▼▼▼
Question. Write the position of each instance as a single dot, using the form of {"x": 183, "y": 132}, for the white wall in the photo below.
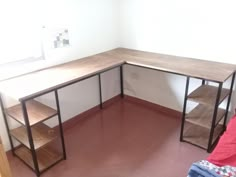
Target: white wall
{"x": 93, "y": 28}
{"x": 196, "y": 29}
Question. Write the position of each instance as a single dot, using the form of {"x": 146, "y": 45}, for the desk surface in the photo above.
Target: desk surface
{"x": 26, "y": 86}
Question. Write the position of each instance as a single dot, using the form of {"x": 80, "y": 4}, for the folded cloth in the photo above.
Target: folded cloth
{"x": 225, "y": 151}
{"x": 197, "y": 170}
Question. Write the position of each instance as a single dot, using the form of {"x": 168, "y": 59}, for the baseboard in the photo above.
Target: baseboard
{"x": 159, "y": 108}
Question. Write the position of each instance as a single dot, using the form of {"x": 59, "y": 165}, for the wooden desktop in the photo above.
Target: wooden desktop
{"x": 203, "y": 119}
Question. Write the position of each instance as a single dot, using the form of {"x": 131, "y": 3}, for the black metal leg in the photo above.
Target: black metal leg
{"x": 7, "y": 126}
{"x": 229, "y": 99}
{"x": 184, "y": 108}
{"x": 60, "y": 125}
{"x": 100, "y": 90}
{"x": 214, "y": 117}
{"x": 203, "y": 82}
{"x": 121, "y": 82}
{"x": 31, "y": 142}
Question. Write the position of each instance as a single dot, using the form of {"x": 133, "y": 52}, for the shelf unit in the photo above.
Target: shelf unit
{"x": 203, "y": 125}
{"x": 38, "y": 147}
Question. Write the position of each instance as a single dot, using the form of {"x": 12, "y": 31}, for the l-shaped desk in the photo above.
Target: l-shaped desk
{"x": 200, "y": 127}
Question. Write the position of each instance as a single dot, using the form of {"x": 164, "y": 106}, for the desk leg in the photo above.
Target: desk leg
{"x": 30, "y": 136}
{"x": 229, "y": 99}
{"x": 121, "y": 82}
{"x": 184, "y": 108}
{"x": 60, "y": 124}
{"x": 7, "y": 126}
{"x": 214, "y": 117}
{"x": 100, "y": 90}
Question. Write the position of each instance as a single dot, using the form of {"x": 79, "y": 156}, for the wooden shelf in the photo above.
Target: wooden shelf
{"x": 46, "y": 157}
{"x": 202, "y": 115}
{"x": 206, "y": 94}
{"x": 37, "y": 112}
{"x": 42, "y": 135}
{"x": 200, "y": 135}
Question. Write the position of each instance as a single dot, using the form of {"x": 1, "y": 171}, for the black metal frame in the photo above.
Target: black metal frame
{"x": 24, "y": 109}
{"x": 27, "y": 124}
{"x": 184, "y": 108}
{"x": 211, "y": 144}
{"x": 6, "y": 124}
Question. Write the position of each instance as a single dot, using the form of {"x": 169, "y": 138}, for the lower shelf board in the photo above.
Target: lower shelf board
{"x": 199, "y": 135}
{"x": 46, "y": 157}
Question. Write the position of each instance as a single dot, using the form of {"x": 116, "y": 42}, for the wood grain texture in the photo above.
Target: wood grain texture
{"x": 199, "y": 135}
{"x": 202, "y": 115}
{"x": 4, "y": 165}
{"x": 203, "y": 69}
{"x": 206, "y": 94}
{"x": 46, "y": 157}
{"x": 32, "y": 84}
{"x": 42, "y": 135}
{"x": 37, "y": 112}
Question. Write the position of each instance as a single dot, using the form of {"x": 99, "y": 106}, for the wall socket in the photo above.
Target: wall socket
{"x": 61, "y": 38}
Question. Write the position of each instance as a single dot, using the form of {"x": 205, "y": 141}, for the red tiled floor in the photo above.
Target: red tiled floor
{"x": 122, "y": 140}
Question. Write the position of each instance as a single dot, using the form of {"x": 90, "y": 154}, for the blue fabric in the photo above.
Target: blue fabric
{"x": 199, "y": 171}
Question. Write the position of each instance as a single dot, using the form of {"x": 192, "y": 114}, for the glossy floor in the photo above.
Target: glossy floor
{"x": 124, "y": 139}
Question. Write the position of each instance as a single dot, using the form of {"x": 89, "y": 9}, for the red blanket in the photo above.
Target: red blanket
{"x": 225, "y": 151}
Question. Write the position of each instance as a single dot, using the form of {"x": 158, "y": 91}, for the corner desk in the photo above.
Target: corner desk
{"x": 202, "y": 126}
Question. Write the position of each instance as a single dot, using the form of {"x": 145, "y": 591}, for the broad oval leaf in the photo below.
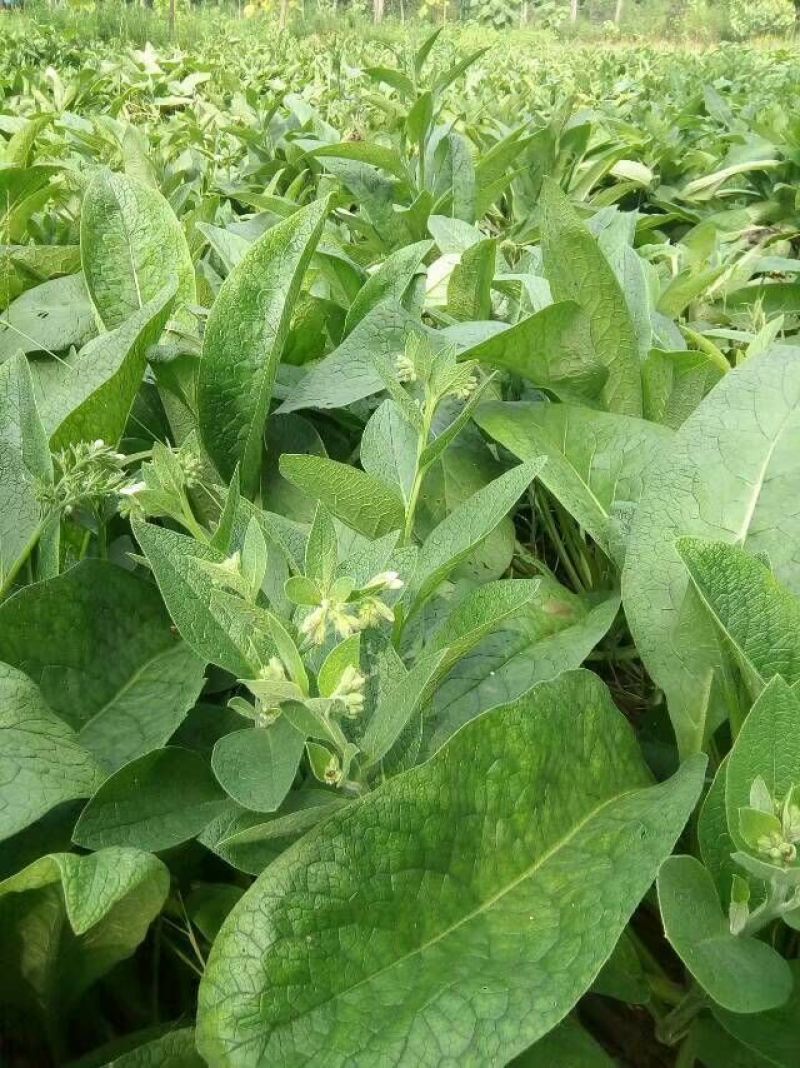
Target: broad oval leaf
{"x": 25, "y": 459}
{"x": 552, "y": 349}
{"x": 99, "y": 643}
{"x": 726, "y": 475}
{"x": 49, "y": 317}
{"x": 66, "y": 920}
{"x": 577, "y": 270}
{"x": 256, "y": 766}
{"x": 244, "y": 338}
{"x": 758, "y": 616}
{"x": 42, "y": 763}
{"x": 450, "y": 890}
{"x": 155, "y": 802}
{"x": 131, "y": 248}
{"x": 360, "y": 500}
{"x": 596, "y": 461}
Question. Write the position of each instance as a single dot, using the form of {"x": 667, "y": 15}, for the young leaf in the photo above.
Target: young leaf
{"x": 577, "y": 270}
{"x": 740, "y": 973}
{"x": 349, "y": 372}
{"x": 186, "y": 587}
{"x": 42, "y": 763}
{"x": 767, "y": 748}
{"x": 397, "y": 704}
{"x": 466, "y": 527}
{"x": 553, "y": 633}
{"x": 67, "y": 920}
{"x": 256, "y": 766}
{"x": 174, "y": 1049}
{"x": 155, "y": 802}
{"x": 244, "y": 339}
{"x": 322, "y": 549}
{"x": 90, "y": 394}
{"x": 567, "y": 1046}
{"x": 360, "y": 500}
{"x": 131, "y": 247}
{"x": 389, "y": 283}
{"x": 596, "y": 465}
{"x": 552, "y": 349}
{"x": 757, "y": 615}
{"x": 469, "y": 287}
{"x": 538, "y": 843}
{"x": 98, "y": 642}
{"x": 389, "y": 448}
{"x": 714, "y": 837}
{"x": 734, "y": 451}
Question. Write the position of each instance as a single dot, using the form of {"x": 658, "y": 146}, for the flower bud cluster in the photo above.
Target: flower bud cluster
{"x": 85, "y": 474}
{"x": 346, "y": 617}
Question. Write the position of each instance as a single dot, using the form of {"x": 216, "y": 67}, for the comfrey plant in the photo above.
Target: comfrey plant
▲▲▲
Please copy each line of the material that has the string "comfrey" somewhere in it.

Question. Write the position of each instance as a single dot, using the form of {"x": 216, "y": 67}, for the comfrey plant in the photo above.
Target: comfrey plant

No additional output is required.